* **Goal of the exercise**:
The full set of entries, reproduced exactly, is the expected answer.

* **Supplied entries**:
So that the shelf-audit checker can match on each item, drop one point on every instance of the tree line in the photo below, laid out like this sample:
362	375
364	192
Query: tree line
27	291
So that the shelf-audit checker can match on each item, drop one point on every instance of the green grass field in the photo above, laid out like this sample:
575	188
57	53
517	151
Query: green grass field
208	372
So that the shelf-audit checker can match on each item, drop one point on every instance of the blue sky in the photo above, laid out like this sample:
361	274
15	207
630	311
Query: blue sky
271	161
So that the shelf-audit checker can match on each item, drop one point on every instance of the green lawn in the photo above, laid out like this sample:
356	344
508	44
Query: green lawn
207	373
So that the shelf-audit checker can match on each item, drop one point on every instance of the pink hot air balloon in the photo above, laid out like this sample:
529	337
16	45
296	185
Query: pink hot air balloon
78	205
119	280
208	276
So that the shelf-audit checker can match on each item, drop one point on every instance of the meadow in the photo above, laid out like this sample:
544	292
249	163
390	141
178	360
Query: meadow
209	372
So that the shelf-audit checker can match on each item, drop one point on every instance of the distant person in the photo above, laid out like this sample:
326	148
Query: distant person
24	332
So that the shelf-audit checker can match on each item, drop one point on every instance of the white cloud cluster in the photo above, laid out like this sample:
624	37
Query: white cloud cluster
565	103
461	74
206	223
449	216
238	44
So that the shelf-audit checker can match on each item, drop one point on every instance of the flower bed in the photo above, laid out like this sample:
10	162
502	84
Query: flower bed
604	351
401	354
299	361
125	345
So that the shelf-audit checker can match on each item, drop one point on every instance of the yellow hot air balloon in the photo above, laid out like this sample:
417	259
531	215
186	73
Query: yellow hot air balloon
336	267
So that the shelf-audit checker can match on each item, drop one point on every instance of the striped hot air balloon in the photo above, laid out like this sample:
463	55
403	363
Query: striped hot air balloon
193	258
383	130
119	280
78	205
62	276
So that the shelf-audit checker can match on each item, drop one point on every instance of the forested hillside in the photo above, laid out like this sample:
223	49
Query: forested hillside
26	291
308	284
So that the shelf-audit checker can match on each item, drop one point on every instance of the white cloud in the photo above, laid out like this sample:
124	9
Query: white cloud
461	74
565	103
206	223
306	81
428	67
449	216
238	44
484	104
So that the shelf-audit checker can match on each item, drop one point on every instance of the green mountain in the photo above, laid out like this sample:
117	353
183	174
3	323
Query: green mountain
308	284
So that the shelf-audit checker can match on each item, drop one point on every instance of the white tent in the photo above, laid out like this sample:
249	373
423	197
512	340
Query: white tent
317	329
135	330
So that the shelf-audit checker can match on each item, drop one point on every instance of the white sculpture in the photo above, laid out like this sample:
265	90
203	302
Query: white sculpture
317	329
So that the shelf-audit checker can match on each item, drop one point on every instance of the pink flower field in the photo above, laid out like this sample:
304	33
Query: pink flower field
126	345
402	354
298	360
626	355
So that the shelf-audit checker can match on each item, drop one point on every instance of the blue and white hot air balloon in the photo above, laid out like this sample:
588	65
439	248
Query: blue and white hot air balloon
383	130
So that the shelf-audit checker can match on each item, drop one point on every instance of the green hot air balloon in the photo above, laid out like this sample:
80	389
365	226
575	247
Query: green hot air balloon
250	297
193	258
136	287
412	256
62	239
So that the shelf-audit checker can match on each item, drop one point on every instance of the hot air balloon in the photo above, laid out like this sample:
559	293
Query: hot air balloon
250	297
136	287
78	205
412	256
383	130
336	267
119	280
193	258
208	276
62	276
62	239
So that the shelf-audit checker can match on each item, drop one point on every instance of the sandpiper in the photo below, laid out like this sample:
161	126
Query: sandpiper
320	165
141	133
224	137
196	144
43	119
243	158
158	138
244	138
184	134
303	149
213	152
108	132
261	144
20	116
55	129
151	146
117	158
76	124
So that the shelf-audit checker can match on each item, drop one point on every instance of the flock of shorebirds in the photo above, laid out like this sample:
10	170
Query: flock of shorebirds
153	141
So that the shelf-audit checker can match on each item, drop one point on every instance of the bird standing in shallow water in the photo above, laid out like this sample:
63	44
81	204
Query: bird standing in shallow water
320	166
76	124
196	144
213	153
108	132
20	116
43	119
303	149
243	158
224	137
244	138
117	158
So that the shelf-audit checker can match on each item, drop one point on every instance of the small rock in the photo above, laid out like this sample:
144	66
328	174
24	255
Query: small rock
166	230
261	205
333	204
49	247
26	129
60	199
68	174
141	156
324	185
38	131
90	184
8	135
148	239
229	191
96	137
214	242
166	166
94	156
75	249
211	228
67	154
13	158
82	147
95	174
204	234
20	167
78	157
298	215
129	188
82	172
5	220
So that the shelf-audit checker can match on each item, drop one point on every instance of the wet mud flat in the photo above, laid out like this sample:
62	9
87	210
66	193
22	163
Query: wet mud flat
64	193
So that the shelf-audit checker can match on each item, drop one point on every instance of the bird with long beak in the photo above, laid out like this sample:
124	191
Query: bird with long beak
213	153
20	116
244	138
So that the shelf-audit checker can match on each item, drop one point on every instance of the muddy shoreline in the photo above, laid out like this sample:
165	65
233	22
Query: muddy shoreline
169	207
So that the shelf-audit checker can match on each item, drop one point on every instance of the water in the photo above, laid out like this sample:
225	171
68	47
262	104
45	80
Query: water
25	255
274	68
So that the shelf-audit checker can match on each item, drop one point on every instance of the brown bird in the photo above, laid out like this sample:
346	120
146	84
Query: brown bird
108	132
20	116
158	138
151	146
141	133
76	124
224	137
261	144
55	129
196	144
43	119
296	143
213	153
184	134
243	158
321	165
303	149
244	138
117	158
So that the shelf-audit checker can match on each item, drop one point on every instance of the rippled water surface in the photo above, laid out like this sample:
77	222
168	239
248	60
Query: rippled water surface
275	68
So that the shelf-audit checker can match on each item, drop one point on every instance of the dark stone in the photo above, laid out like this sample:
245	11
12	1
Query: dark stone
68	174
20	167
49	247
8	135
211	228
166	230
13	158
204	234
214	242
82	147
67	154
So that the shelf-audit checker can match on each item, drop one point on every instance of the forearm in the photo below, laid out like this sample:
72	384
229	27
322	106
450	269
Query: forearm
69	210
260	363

* **Written solution**:
So that the shelf-audit checker can match on each item, drop one point on every instance of the tree line in the photo below, laid out like this sample:
362	375
364	192
Query: tree line
27	291
So that the shelf-audit checker can match on each item, drop one point on every instance of the green grass field in the photo above, laid out like this sample:
575	188
57	53
517	151
Query: green grass field
208	372
So that the shelf-audit checker can match on each item, drop one point on every instance of the blue sky in the photo above, laid out like this sample:
361	274
15	207
630	311
Query: blue sky
271	161
So that the shelf-audit checker can match on each item, drop one point on every instance of the green lawn in the photo above, laid out like this sample:
356	344
508	44
Query: green lawn
207	373
So that the shelf-audit checker can match on each item, drop one point on every instance of the pink hot air balloon in the photo above, laid out like this sample:
529	337
16	45
296	185
Query: pink hot air balloon
78	205
119	280
208	276
So that the shelf-audit checker can match on each item, drop one point on every instance of the meadow in the photo above, laid out like this sample:
544	292
249	163
390	141
178	360
Query: meadow
209	372
So that the shelf-audit checker can match on each item, drop one point on every instance of the distant person in the photo above, laid out like this sample:
326	148
Query: distant person
24	332
So that the shelf-audit checker can match on each item, drop one point on every instance of the white cloud cluster in the photo above, laid out like this sample:
624	37
Query: white cloud cluster
565	103
461	74
206	223
449	216
238	44
So that the shelf-audit checker can match on each item, drop one point on every instance of the flower bed in the photo above, laid out like this sample:
10	162
502	84
Query: flower bed
604	351
401	354
299	361
125	345
So that the shelf-audit checker can match on each item, drop one point on every instance of the yellow hot air balloon in the photo above, laid out like this sample:
417	259
531	215
186	73
Query: yellow hot air balloon
336	267
So that the shelf-audit checker can match on each item, drop one point on every instance of the striped hot air balloon in the photo above, laid out like this sample:
463	55
403	363
Query: striped hot air balloon
193	258
383	130
119	280
78	205
62	276
So that the shelf-audit checker can match on each item, drop one point on every instance of the forested hillside in the photo above, laid out like this sample:
223	49
Query: forested hillside
26	291
308	284
So that the shelf-audit checker can match on each item, drop one point on every instance of the white cloud in the photo above, laid out like this sample:
124	9
Query: white cloud
461	74
565	103
206	223
306	81
428	67
449	216
238	44
484	104
So that the shelf-audit checker can match on each item, drop one point on every instance of the green mountain in the photo above, laid out like this sample:
117	353
183	174
3	323
Query: green mountain
308	284
So that the shelf-audit checker can match on each item, drop one point on every instance of the white tent in the photo above, laid out like this sample:
249	373
423	197
512	340
Query: white tent
317	329
135	330
So that the shelf-audit checker can match on each item, drop one point on every instance of the white sculpture in the photo above, laid out like this sample:
265	90
203	302
Query: white sculpture
317	329
So that the shelf-audit checker can match on each item, drop one point on every instance of the pink flower field in the photo above, laid out like this sample:
304	33
Query: pink flower field
126	345
402	354
298	360
626	355
So that the shelf-audit checker can match on each item, drop one point on every instance of the blue and white hot air balloon in the photo above, laid out like this sample:
588	65
439	248
Query: blue and white hot air balloon
383	130
So that the shelf-audit checker can match on each item, drop one point on every instance of the green hot air balloon in the photo above, laid out like this sample:
80	389
365	226
575	247
Query: green hot air balloon
250	297
193	258
136	287
412	256
62	239
So that the shelf-audit checker can match on each item, drop one point on every instance of the hot air balloon in the photo above, laid out like this sample:
559	293
Query: hot air balloon
250	297
136	287
78	205
412	256
383	130
336	267
119	280
193	258
208	276
62	276
62	239
So that the shelf-audit checker can match on each item, drop one point on every instance of the sandpiper in the photo below, laid out like this sample:
161	126
Query: sandpiper
320	165
141	133
224	137
196	144
43	119
243	158
158	138
244	138
184	134
303	149
213	152
108	132
261	144
20	116
55	129
151	146
117	158
76	124
So that the shelf-audit checker can match on each item, drop one point on every instance of the flock of shorebirds in the photo above, laid out like this sample:
10	170
Query: flock of shorebirds
153	141
So that the shelf-audit checker can match on each item, drop one point on every instance of the bird standing in shallow water in the photo above, laid out like this sample:
63	44
81	204
Query: bird standing in shallow water
320	166
76	124
196	144
213	153
108	132
20	116
43	119
303	149
243	158
224	137
244	138
117	158
So that the shelf-audit checker can match on each item, drop one point on every instance of the small rock in the photo above, laid out like this sample:
144	66
328	174
24	255
Query: small rock
166	230
261	205
333	204
49	247
26	129
60	199
68	174
141	156
324	185
38	131
90	184
8	135
148	239
229	191
96	137
214	242
166	166
94	156
75	249
211	228
67	154
13	158
82	147
95	174
204	234
20	167
78	157
298	215
129	188
82	172
5	220
So that the shelf-audit checker can match on each item, drop one point on every instance of the wet mud flat in the photo above, laid out like this sample:
62	9
87	210
66	193
22	163
Query: wet mud flat
64	193
So that the shelf-audit checker can match on each item, drop one point on every instance of the bird with long beak in the photo above, laid out like this sample:
124	191
Query: bird with long beak
213	153
20	116
244	138
So that the shelf-audit checker can match on each item, drop one point on every instance of the muddy shoreline in the photo above, laid out like this sample:
165	65
233	22
Query: muddy shoreline
169	207
So that the shelf-audit checker can match on each item, drop one point on every instance of the water in the photo above, laid out like this sample:
225	171
68	47
262	104
45	80
Query: water
25	255
274	68
So that the shelf-audit checker can match on each item, drop one point on every instance of the brown bird in the photo above, laid out like this sample:
346	120
146	84
Query: brown bird
108	132
20	116
158	138
151	146
141	133
76	124
224	137
261	144
55	129
196	144
43	119
296	143
213	153
184	134
243	158
321	165
303	149
244	138
117	158
So that the shelf-audit checker can match on each item, drop one point on every instance of the rippled water surface in the photo above, laid out like this sample:
77	222
168	239
248	60
Query: rippled water surface
275	68
So that the shelf-audit checker can match on each item, drop one point on every instance of the dark stone in the photo above, laid out like this sample:
245	11
12	1
Query: dark stone
68	174
20	167
49	247
8	135
211	228
166	230
13	158
204	234
214	242
82	147
67	154
So that the shelf-audit checker can match on each item, drop one point on every instance of the forearm in the photo below, laid out like this sample:
72	384
229	27
322	106
450	269
Query: forearm
69	210
260	363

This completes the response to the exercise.